### Document section
Marks said immigrants with strong cases often suffer because of long delays, as witnesses often become hard to locate and documentary evidence grows stale.

But ironically, Marks added, weaker cases that are not likely to succeed can benefit, as immigrants gain more time to bolster their claims.

KQED’s requests for comment to the Executive Office of Immigration Review — part of the U.S. Department of Justice, which oversees the nation’s 60 immigration courts — went unanswered. Automatic email replies from public information officials at the agency said they were also furloughed.

Mario Guzman, an 18-year-old asylum applicant, said he spent months preparing with his attorney to attend a court hearing that evaporated because of the shutdown.

Mario Guzman, 18, in his statistics classroom at Oceana High School in Pacifica, California, on Jan 16, 2019. Guzman, an asylum-seeker from El Salvador, said he prepared for months for a court hearing that was cancelled because of the government shutdown. (Farida Jhabvala Romero/KQED)

The high school senior, who arrived in the U.S. with a tourist visa in 2016, said he fled gang violence and death threats in his native El Salvador. He said gang members shot his 21-year-old cousin in the throat and back, an attack that proved fatal.

“When he was in the hospital, he wasn't able to talk, and even if he [had] survived he wouldn't be able to walk,” said Guzman. “Seeing how the life of my cousin was destroyed was really hard for me.”

### Material shown
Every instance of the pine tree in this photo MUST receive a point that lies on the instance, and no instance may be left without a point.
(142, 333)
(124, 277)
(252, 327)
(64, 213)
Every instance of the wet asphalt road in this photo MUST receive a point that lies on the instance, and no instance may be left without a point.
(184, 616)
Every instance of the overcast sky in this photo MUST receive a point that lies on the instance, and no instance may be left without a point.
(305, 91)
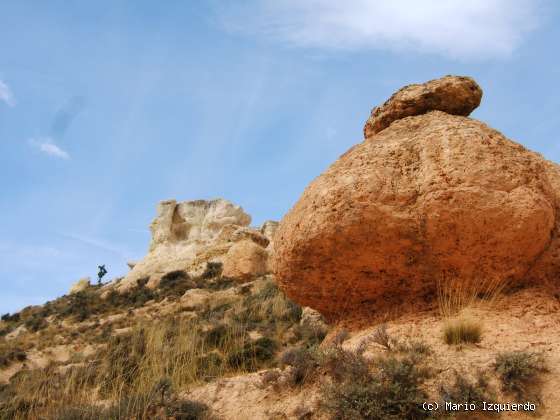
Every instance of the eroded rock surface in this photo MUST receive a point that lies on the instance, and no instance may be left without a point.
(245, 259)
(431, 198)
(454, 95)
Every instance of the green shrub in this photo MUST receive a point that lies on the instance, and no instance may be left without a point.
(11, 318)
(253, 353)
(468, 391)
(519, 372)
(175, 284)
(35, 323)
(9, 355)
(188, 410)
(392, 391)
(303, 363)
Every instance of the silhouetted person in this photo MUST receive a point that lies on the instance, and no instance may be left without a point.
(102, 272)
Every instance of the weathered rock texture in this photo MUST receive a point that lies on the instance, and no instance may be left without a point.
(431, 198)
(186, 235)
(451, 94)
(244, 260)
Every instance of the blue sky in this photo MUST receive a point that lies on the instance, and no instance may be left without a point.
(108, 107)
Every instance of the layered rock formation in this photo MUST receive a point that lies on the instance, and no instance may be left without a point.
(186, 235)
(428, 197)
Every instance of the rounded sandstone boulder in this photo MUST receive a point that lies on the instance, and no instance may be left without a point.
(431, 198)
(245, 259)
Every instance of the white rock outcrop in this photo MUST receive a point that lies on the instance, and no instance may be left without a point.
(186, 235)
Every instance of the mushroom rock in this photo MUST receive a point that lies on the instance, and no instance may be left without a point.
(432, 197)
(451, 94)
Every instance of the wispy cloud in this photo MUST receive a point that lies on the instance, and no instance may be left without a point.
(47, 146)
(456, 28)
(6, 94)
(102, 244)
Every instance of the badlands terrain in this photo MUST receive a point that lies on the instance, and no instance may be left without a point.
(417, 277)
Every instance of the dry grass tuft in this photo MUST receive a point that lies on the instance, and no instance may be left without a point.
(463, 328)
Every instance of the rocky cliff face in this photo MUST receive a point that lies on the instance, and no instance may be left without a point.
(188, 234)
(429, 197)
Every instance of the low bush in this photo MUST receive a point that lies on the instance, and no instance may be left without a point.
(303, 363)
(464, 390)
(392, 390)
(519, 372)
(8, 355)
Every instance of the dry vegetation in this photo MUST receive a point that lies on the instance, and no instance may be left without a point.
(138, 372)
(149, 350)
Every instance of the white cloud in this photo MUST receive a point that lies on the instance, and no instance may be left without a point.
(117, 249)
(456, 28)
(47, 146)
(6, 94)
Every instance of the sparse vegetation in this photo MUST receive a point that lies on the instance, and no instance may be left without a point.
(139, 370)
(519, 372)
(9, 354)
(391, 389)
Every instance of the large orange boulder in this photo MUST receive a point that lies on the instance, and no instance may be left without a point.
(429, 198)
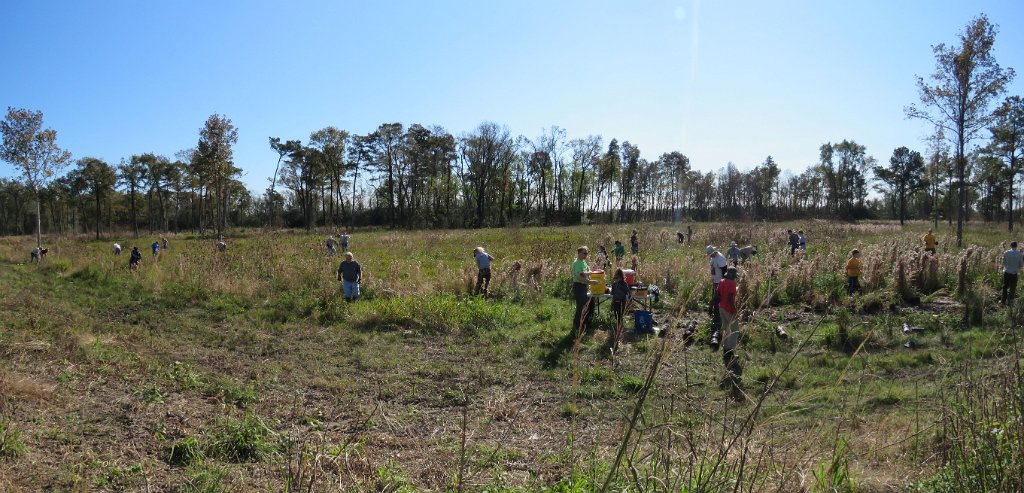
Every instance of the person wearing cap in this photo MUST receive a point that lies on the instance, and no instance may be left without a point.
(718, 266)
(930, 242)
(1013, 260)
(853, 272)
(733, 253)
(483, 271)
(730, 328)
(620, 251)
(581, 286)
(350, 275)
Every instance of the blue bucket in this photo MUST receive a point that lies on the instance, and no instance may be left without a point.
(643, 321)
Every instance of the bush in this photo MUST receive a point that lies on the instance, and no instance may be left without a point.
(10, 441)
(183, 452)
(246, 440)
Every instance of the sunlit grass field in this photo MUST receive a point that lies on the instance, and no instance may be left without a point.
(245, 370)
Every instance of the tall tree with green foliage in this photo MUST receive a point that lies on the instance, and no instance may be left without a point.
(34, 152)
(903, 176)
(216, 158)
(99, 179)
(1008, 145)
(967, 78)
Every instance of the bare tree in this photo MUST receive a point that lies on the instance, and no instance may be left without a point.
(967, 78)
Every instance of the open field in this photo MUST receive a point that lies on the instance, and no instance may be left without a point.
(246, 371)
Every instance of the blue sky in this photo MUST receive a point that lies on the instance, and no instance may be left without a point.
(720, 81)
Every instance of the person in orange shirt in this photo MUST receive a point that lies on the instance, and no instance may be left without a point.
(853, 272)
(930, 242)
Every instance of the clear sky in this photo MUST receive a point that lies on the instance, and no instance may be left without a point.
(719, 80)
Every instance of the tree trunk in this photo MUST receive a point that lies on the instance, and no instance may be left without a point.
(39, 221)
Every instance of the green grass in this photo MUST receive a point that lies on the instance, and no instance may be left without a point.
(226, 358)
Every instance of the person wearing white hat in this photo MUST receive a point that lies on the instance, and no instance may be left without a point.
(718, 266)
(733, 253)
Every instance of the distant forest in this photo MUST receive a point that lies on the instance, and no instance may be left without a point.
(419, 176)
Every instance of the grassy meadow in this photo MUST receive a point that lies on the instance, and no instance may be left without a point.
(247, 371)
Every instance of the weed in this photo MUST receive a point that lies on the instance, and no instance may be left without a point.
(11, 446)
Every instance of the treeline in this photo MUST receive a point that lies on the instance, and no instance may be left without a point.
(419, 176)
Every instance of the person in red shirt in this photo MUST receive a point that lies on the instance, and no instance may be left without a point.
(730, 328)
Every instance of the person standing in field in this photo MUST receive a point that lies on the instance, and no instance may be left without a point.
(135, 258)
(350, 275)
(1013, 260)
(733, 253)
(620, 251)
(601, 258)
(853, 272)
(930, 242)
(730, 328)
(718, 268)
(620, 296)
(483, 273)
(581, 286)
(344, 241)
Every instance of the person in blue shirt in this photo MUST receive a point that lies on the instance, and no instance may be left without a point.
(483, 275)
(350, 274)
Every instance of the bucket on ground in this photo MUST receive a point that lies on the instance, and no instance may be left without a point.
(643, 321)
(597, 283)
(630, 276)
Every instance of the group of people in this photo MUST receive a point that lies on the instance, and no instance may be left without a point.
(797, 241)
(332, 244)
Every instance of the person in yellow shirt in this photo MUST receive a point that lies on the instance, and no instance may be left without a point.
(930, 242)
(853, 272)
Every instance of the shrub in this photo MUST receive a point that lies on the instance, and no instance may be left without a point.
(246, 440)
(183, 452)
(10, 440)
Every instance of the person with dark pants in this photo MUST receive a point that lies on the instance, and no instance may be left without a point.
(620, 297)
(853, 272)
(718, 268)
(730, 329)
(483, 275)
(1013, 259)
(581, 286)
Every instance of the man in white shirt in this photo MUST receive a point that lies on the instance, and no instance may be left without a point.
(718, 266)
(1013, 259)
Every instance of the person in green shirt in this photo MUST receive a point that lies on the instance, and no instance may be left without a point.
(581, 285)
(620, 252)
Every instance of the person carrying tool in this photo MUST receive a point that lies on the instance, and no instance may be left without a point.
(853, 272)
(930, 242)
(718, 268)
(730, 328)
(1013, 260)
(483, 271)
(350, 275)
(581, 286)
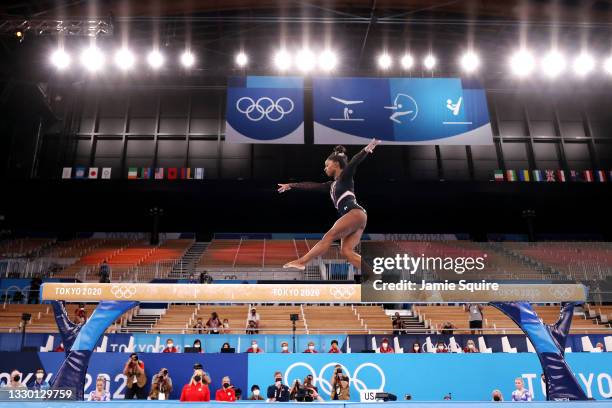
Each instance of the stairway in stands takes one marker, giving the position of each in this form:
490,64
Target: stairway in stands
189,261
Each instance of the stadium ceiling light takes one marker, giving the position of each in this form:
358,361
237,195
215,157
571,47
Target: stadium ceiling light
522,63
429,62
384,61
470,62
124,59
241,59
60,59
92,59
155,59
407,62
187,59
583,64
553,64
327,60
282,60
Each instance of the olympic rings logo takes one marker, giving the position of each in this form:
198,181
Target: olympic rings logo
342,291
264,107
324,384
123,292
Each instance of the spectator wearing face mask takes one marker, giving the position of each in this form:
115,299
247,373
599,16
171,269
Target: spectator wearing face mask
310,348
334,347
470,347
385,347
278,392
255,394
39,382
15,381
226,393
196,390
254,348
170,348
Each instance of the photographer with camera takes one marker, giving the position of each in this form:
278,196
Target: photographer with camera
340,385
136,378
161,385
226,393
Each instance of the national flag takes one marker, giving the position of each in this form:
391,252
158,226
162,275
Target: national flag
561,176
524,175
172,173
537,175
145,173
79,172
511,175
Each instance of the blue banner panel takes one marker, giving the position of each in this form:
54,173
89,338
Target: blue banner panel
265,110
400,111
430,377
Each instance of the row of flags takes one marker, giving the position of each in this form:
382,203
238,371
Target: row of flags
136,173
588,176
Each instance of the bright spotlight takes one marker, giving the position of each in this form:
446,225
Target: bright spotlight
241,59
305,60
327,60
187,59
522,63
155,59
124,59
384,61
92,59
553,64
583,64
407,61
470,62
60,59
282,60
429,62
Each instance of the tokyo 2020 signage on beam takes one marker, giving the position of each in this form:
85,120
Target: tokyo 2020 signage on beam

### What is being asked
Transcribe verbatim the part of the excerpt on immigration court delays during the shutdown, starting at "KQED’s requests for" and ending at "of the shutdown.".

### Output for this exercise
KQED’s requests for comment to the Executive Office of Immigration Review — part of the U.S. Department of Justice, which oversees the nation’s 60 immigration courts — went unanswered. Automatic email replies from public information officials at the agency said they were also furloughed.

Mario Guzman, an 18-year-old asylum applicant, said he spent months preparing with his attorney to attend a court hearing that evaporated because of the shutdown.